**CONSIGNE**
Traduisez en anglais cette phrase de l'extrait du document : « Il y a donc fort à parier que l’opinion sanctionnera avant tout le Président. »

Chloé Morin : Je ne sais pas si Emmanuel Macron s’est ouvertement exprimé sur l’éventualité de l’utilisation de l’article 49.3, mais je note tout d’abord qu’en 2015, il y était farouchement hostile lorsqu’il s’agissait de l’adoption de sa fameuse loi, face à une majorité à l’époque turbulente et en partie hostile à son projet. Je rappelle qu’il s’était même façonné à cette occasion une image de réformateur ouvert, désireux de convaincre et de vaincre toutes les réticences en passant des dizaines d’heures à débattre au parlement. Il avait alors rejeté la responsabilité de l’emploi du 49.3 sur Manuel Valls - personnage déjà perçu, à l’époque, comme brutal -, et n’avait pas tu son désaccord. Ce fut là un premier « acte lourd », tant pour Manuel Valls - pour lequel il marqua le début des critiques en autoritarisme - que pour Emmanuel Macron, qui y gagna ses galons de réformateur ambitieux et soucieux de s’extraire de la discipline gouvernementale lorsqu’il le jugeait bon.

Par conséquent, l’épisode actuel fait apparaître une contradiction, ou du moins souligne le chemin parcouru par Emmanuel Macron en termes de perceptions par l’opinion depuis 2015. Ses premiers pas étaient rafraichissants de par son ouverture et son souci du dialogue, il avait même été l’un des rares hommes politiques Français à importer des Etats Unis la tradition du mea culpa suite à une erreur (il avait involontairement semblé insulter les ouvrières de Gad, « illettrées »). Aujourd’hui, une grande part de l’opinion critique au contraire un exercice du pouvoir fermé, autoritaire, excessivement vertical. A ce titre, l’usage du 49.3 pourrait - comme ce fut le cas pour Manuel Valls au printemps 2016 avec le 49.3 sur la loi travail - venir cristalliser et solidifier un ensemble de représentations et de sentiments qui sont encore aujourd’hui diffus car liés à une accumulation de petits actes présidentiels plus ou moins anecdotiques. Dans 3, 6, 8 mois, on ne se souviendra pas de ces petits exemples quotidiens qui donnent un sentiment d’autoritarisme, en revanche chacun se souviendra du 49.3 et pourra donc venir y raccrocher ses représentations négatives. 

J’entends évidemment que c’est le Premier ministre qui portera la responsabilité institutionnel de l’usage du 49.3, mais il ne faut pas s’y tromper : ce n’est aujourd’hui pas Edouard Philippe qui est visé par les critiques en autoritarisme, mais Emmanuel Macron, et cela malgré leur co-responsabilité de fait dans la conduite des affaires du pays. Il y a donc fort à parier que l’opinion sanctionnera avant tout le Président. 

Arnaud Benedetti : L’opinion publique n’était pas initialement défavorable à la réforme par points. Le retournement s’est opéré avec le début du mouvement social certes, mais surtout suite aux errements communicants de l’exécutif et de sa majorité sur le sujet. Âge pivot, valeur du point, universalisation mais dérogation accordée à certaines catégories : le discours gouvernemental a laissé apparaître des hésitations qui trahissaient une forme d’impréparation. L’avis du conseil d’Etat mettant en exergue l’insécurité juridique du texte et le caractère hypothétique du financement de la réforme a donné du grain à moudre aux opposants à la réforme. Au fur et mesure que la mobilisation sociale s’infléchissait dans la rue, l’hostilité de l’opinion paraissait croître.

**DONNÉES BRUTES**
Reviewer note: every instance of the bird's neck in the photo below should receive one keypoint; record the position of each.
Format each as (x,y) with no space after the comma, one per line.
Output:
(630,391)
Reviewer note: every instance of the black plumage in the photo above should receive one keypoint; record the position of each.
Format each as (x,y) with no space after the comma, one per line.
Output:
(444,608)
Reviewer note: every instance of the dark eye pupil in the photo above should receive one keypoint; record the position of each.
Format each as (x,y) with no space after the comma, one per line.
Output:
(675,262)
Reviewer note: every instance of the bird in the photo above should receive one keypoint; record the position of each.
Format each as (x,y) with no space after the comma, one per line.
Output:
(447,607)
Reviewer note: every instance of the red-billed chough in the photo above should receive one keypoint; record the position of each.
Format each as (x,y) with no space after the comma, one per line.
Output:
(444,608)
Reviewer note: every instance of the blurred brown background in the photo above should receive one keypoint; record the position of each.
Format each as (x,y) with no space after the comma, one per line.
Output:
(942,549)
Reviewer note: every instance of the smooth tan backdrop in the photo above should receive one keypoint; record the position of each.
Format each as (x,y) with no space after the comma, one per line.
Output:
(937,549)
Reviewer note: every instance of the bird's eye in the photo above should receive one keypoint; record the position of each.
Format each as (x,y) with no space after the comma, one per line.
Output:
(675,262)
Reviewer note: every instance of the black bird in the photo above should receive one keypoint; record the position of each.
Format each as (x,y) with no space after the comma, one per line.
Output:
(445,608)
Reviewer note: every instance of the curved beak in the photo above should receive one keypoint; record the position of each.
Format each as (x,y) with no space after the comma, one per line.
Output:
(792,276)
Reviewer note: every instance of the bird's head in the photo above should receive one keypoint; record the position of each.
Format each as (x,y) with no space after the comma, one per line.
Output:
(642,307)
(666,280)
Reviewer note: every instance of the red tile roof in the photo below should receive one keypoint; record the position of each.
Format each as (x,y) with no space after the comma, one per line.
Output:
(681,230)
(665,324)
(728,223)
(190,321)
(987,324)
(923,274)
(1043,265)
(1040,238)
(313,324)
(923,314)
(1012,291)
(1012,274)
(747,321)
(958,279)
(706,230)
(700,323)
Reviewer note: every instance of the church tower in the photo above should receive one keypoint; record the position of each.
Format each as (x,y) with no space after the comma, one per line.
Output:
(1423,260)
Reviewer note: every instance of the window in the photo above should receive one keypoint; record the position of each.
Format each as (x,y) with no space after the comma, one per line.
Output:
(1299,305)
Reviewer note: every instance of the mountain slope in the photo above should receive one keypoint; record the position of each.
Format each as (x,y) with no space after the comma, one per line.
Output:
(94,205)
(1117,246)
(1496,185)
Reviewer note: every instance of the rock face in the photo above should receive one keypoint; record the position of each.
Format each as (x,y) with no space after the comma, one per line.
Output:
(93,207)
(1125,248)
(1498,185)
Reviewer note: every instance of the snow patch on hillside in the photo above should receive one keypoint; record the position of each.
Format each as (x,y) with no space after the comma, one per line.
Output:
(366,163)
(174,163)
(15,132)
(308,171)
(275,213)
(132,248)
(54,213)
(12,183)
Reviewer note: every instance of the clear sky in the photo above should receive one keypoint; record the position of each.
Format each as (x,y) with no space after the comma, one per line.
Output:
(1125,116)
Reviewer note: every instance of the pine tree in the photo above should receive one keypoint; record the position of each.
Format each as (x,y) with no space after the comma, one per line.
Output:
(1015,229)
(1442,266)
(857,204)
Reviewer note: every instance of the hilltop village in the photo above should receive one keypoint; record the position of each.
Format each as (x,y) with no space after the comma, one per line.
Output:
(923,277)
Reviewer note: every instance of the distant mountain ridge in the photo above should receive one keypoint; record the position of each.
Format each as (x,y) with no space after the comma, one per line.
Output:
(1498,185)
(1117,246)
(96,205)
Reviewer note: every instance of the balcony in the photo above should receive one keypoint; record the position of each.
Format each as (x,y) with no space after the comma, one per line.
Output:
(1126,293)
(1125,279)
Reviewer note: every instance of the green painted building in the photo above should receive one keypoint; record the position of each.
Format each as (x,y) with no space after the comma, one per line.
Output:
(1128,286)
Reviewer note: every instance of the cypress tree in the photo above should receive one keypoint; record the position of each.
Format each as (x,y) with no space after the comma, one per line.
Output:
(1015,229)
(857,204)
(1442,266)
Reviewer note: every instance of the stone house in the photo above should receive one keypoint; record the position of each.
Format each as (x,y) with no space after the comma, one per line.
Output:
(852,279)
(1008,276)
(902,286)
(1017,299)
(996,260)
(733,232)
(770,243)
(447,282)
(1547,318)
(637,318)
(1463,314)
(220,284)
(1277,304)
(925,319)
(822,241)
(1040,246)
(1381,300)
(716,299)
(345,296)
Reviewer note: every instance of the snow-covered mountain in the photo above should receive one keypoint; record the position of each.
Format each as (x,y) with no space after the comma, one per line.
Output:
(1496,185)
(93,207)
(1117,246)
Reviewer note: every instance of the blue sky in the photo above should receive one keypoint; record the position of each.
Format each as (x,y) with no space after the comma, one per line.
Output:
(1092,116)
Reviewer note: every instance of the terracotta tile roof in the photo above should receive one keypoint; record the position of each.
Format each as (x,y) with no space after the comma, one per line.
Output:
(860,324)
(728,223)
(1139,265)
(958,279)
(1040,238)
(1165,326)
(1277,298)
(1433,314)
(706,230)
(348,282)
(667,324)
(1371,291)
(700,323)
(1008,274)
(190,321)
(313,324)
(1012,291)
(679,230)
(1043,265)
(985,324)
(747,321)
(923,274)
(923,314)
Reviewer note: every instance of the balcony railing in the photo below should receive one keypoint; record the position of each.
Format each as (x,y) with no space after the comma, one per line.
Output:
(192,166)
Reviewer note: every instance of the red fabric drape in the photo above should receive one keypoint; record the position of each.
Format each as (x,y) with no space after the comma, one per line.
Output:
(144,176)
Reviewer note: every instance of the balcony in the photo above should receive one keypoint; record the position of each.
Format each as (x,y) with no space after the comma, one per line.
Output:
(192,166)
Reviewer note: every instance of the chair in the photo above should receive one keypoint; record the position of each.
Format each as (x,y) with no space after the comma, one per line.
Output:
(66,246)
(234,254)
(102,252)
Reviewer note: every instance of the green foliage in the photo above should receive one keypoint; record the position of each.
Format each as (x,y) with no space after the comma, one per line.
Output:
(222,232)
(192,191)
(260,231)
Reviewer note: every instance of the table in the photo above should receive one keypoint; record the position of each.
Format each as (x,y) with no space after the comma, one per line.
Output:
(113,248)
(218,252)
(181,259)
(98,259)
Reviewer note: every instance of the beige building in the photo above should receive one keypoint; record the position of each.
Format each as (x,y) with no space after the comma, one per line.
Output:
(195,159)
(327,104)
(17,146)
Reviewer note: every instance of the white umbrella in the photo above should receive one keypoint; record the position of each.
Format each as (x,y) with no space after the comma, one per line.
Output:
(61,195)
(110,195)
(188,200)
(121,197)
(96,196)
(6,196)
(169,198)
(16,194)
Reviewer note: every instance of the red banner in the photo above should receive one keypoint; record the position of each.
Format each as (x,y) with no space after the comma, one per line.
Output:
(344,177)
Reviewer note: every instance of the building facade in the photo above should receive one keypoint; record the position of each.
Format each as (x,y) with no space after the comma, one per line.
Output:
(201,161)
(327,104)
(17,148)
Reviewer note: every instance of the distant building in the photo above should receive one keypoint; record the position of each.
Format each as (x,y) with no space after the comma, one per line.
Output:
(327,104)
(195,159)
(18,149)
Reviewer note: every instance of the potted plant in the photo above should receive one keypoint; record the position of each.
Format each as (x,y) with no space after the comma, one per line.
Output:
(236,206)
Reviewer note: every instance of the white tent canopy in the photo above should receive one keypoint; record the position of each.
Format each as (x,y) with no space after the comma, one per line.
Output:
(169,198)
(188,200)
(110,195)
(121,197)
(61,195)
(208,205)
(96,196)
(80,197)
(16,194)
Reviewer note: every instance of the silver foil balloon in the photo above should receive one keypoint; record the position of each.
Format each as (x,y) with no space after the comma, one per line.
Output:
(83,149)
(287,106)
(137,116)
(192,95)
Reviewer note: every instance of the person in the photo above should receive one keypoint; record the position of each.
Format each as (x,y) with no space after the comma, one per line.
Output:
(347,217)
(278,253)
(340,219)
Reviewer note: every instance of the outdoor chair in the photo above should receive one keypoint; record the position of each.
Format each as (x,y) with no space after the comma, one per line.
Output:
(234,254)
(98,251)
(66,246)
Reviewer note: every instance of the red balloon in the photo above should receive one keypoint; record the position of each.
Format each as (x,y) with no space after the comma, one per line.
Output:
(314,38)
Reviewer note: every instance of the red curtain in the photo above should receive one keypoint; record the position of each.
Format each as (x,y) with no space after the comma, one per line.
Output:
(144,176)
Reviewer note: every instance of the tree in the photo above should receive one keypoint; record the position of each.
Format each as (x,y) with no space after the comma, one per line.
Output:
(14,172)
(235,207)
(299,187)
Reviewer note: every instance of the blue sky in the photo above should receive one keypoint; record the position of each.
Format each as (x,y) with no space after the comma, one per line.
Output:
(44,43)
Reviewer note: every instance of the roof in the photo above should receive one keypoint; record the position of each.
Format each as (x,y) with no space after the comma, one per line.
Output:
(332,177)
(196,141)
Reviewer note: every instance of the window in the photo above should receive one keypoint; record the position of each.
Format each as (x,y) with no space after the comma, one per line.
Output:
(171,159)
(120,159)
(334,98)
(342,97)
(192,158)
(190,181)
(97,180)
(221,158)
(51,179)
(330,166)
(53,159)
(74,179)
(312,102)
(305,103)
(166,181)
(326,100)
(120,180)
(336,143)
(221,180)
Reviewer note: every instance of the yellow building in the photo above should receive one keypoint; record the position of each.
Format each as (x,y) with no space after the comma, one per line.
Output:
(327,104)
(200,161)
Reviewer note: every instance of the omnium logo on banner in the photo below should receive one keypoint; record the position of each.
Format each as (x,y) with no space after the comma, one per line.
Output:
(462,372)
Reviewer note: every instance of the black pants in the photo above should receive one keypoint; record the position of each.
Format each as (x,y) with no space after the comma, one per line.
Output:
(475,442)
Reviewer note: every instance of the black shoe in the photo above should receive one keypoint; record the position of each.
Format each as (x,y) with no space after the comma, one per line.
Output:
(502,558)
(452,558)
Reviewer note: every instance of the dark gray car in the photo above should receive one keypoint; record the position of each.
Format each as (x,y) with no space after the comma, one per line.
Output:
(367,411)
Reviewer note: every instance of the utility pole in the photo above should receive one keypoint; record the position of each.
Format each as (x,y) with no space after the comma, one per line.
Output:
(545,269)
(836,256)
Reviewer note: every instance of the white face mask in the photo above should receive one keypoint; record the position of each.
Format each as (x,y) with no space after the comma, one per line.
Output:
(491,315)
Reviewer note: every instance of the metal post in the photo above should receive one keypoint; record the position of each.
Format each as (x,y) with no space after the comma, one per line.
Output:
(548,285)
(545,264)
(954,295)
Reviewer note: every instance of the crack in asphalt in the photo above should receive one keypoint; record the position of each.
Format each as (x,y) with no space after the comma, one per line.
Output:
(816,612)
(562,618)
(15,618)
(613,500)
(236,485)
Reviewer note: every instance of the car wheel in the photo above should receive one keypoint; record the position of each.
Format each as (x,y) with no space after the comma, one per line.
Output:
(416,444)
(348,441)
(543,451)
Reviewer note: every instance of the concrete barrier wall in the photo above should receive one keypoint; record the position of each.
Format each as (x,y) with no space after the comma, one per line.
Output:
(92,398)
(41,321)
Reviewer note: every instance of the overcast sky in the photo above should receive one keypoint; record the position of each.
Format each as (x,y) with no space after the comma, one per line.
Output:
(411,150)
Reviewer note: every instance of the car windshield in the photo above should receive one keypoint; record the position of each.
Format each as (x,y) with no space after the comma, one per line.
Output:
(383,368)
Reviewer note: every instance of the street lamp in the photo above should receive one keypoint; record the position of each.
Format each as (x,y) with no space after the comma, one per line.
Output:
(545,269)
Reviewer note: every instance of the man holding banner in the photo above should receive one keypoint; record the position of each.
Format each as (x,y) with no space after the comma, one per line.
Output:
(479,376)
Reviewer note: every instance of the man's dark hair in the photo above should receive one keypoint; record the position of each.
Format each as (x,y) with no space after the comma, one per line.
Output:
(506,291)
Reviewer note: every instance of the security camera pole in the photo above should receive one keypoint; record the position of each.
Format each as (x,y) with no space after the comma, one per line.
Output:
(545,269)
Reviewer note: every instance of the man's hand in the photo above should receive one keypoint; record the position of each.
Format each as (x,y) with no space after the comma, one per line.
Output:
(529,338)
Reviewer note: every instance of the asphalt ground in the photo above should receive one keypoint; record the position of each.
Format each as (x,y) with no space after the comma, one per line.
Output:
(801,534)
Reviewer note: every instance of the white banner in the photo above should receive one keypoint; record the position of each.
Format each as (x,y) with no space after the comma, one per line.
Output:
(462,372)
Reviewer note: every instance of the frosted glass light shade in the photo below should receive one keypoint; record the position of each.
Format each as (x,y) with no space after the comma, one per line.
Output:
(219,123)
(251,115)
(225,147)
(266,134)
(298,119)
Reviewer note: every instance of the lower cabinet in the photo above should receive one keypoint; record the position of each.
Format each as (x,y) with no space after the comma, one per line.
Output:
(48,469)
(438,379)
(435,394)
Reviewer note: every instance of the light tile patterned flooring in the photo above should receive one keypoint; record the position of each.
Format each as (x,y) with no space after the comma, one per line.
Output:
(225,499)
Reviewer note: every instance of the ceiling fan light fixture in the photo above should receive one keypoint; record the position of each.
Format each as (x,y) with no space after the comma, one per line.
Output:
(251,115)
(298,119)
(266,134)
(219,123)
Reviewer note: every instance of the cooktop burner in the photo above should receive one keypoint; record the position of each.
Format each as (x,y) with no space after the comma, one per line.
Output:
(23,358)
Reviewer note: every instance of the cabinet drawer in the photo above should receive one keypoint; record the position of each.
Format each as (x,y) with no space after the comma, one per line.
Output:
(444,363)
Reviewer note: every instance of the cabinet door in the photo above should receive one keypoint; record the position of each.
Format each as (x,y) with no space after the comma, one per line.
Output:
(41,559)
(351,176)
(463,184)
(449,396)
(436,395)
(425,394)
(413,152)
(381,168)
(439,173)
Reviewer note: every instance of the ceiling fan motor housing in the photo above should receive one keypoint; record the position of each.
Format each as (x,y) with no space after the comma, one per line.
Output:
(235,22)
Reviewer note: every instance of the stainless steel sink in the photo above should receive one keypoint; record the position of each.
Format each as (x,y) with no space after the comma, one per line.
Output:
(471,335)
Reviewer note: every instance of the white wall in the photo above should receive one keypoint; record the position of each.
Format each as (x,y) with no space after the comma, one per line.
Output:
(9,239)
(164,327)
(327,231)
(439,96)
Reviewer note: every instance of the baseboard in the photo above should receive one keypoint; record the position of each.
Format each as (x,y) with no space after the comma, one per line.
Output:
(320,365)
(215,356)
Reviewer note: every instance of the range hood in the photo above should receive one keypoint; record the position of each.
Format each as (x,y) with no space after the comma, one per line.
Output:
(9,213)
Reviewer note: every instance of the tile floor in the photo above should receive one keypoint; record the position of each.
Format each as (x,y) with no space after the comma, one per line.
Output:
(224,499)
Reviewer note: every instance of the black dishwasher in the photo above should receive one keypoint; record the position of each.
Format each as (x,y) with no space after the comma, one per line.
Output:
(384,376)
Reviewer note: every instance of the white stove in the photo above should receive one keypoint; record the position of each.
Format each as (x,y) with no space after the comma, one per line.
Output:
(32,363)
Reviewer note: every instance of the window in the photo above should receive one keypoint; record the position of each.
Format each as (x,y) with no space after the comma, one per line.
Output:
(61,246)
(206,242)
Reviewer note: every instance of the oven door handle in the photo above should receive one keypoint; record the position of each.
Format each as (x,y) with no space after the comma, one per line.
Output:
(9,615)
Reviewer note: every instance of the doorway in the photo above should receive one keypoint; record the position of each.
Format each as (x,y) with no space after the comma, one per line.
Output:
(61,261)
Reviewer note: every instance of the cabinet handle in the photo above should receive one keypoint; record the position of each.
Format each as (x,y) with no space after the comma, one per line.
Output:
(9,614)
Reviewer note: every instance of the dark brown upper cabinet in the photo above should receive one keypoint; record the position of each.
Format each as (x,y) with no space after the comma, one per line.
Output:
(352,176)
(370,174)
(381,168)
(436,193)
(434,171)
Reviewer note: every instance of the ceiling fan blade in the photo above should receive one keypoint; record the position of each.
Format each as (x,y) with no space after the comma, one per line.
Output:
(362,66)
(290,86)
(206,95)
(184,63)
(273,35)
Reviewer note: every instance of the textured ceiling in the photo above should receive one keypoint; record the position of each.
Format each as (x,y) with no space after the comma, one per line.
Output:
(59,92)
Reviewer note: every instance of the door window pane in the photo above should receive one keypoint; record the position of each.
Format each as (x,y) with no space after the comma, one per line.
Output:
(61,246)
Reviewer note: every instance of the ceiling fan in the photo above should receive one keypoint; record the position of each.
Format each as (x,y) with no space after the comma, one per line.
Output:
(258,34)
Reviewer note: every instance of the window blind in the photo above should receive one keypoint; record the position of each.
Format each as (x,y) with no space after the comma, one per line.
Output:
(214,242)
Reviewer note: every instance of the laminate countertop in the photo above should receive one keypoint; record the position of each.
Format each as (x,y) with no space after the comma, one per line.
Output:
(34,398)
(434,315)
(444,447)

**RÉPONSE**
It is therefore a safe bet that public opinion will punish the President above all.